Transcribe each record exactly as it appears.

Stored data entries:
╔══
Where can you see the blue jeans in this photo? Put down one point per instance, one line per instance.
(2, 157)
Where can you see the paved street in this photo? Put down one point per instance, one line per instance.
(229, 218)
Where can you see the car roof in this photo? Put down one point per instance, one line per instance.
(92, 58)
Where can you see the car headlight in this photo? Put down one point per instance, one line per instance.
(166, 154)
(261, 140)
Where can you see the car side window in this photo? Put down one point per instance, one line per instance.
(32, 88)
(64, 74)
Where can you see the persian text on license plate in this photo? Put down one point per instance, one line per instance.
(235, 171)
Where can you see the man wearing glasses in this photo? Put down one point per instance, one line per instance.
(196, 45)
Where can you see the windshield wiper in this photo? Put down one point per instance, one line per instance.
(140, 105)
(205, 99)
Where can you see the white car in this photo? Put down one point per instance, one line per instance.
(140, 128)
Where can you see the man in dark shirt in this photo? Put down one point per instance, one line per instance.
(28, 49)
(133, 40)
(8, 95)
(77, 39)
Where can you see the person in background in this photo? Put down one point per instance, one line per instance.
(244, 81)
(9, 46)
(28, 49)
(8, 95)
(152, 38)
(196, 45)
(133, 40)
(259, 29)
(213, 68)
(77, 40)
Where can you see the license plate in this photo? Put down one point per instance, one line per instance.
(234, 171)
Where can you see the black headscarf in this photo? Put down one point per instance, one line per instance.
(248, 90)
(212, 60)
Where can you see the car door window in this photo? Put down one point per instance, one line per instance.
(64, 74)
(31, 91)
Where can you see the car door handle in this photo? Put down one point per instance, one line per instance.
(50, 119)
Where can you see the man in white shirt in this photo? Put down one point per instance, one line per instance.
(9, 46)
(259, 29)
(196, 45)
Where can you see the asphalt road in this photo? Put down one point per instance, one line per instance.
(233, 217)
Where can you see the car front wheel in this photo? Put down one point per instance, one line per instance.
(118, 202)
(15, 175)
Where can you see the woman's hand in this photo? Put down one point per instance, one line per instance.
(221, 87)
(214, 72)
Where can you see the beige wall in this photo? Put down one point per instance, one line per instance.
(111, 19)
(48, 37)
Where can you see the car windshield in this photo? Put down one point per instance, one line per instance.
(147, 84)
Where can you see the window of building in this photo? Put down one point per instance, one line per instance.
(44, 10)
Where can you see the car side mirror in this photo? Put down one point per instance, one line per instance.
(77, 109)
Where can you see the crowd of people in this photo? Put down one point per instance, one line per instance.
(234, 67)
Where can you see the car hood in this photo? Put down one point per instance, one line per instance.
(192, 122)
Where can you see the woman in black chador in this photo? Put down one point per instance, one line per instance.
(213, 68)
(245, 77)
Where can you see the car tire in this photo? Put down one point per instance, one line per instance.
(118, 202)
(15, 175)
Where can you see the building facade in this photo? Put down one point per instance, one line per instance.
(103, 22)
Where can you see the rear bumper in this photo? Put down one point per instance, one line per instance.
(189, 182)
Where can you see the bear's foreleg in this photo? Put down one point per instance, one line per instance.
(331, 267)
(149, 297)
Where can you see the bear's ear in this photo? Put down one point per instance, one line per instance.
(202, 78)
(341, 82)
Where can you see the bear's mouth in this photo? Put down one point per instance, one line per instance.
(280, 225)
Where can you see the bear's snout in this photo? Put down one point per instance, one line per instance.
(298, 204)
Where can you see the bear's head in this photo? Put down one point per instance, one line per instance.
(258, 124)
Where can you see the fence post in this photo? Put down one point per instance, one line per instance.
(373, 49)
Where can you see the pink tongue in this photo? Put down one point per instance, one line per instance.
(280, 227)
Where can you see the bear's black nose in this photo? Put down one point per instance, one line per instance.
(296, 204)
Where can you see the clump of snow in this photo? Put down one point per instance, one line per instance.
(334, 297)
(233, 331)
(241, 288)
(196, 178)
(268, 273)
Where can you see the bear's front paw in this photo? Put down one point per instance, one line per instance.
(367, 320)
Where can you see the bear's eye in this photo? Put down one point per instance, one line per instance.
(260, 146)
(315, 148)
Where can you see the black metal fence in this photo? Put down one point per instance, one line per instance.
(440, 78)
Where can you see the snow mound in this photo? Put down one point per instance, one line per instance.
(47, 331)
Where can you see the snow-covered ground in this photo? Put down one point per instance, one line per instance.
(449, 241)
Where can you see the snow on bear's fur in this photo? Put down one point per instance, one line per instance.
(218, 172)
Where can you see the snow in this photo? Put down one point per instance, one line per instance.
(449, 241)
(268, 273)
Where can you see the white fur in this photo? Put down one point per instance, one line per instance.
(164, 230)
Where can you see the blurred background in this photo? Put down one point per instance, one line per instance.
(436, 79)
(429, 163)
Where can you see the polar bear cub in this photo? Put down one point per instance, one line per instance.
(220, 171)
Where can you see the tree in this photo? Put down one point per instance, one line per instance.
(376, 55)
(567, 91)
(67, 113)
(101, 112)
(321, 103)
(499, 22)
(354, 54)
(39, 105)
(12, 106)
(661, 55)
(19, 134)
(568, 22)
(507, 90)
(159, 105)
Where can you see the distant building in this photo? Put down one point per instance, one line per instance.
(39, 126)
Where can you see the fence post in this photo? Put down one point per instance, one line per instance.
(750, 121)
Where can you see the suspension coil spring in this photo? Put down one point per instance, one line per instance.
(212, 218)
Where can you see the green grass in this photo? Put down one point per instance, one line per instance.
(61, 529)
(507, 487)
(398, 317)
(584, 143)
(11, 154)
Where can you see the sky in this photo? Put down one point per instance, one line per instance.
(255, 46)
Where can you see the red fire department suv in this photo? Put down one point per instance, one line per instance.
╚══
## YOUR SOLUTION
Where can you see the blue jeans in this photo? Put down one point per instance, one line per instance.
(2, 157)
Where can you see the paved street in this photo? Put down one point per instance, one line per instance.
(229, 218)
Where can you see the car roof in this photo? Put down one point per instance, one line per instance.
(92, 58)
Where can you see the car headlight in this photo? Put down one point per instance, one line per instance.
(166, 154)
(261, 140)
Where can you see the car side window in this photo? Put down one point per instance, one line per instance.
(32, 88)
(64, 74)
Where can you see the persian text on license plate in this photo? Put down one point per instance, one line per instance.
(235, 171)
Where can you see the man wearing glasses in this photo? Put down one point per instance, one line per instance.
(196, 45)
Where can you see the windshield wiper in this photo? Put down one point per instance, one line per instance.
(140, 105)
(205, 99)
Where can you see the white car in this photo? Put down one point per instance, one line per instance.
(140, 128)
Where can you see the man in dark shirt in this photo? Put down one point per instance, one line per instance.
(28, 49)
(133, 40)
(8, 95)
(77, 39)
Where can you see the person in background in this photo? Put down one point per instance, one line per instance.
(244, 81)
(9, 46)
(28, 49)
(8, 95)
(152, 38)
(196, 45)
(133, 40)
(259, 29)
(213, 68)
(77, 40)
Where can you see the license plate in this photo? Put down one point per instance, one line per instance.
(234, 171)
Where can you see the black headscarf in this photo? Put down one point per instance, one line per instance.
(248, 90)
(212, 60)
Where can you see the car door window in this photo? Put down one point per instance, one line per instance.
(64, 74)
(31, 91)
Where can you see the car door handle in this photo? Put down one point per instance, one line per instance.
(50, 119)
Where can you see the man in white shirt in this photo? Put down one point per instance, one line per instance.
(9, 46)
(259, 29)
(196, 45)
Where can you see the asphalt road in this photo? Put down one point per instance, one line per instance.
(233, 217)
Where can you see the car front wheel in this photo? Put down one point per instance, one line per instance.
(118, 202)
(15, 175)
Where can you see the woman's hand in this photo? Put down one point per instance, one line per instance.
(221, 87)
(214, 72)
Where can you see the beige wall in this photo? Put down one point per instance, one line per instance.
(111, 19)
(48, 37)
Where can you see the car windshield in this photo? Put down one point per instance, one line per instance.
(147, 84)
Where can you see the window of building in this photo? Put down one point per instance, one line per instance.
(44, 10)
Where can you see the car side mirror in this photo? Put down one point per instance, one line per instance.
(77, 109)
Where can you see the crowd of people in this photo? Put down one point per instance, one line per instance.
(234, 67)
Where can you see the car hood in this photo? Put down one point per instance, one line per instance.
(192, 122)
Where can you see the woman in black chador in this photo? Put down one point per instance, one line per instance.
(213, 68)
(245, 77)
Where can you see the car tire in this photo? Put down one point per instance, one line per instance.
(118, 202)
(15, 175)
Where can you see the building facade in this photo? Put down one point per instance, one line per instance.
(103, 22)
Where can you see the rear bumper in this photo? Put down one point per instance, one line per instance.
(189, 182)
Where can you see the bear's foreleg in this photo? Put down one point per instance, one line per instance.
(331, 267)
(149, 297)
Where can you see the bear's ear in this photo? Put down one point per instance, one line per instance.
(202, 78)
(341, 82)
Where can you see the bear's mouth in this photo? Put down one point per instance, one line per instance.
(280, 225)
Where can you see the bear's snout in this photo? Put down one point per instance, one line per instance.
(298, 204)
Where can you see the bear's head in this photo? Put down one point per instance, one line per instance.
(258, 124)
Where can you see the fence post in this photo? Put down one point per instance, one line per instance.
(373, 49)
Where can you see the pink tongue in this photo? Put down one point per instance, one line per instance.
(280, 227)
Where can you see the bear's black nose in this photo? Put down one point per instance, one line per instance.
(296, 204)
Where can you see the clump of snow in this photo? Put down one point per instance, one line per instance.
(334, 297)
(233, 331)
(241, 288)
(196, 178)
(268, 273)
Where can you see the bear's front paw in this photo? Put down one point per instance, one line per instance.
(367, 320)
Where can you see the bear's eye in this photo? Put down one point per instance, one line per instance.
(260, 146)
(315, 148)
Where can you see the black metal fence in this photo? Put down one point per instance, one line per instance.
(440, 78)
Where can you see the snow mound in this photo? Put down one point per instance, one line per instance.
(47, 331)
Where can you see the snow-covered ground in this photo? Put down one point per instance, one line per instance.
(449, 241)
Where can you see the snow on bear's fur in this photo? Put down one point per instance, one line per instance.
(218, 172)
Where can you see the snow in this photo? Put down one point per instance, one line per instance.
(449, 241)
(268, 273)
Where can you see the white fur in this photo? Put down one point per instance, one line per instance.
(164, 230)
Where can you see the blurred background in this photo? Put down one point per instance, one line per instance.
(436, 79)
(429, 163)
Where can you see the polar bear cub in this photo? Put down one point per instance, one line per instance.
(220, 171)
Where can you see the tree in this photo? Put down one point per instance, one line per instance.
(376, 55)
(567, 91)
(67, 113)
(101, 112)
(321, 103)
(499, 22)
(354, 54)
(39, 105)
(12, 106)
(661, 55)
(19, 134)
(568, 22)
(507, 90)
(159, 105)
Where can you see the distant building in this photo? Put down one point per instance, one line per instance.
(39, 126)
Where can you see the fence post in this photo? Put down one point per instance, one line per instance.
(750, 121)
Where can you see the suspension coil spring in this photo? Put down one point per instance, one line per instance.
(212, 218)
Where can you see the green grass in this photo? Put down one point per instance, one line per instance.
(61, 529)
(507, 487)
(398, 317)
(584, 143)
(11, 154)
Where can you see the sky in this photo? Put down one point per instance, one line per instance.
(255, 46)
Where can you see the red fire department suv in this photo? Put down one point per instance, one line per instance.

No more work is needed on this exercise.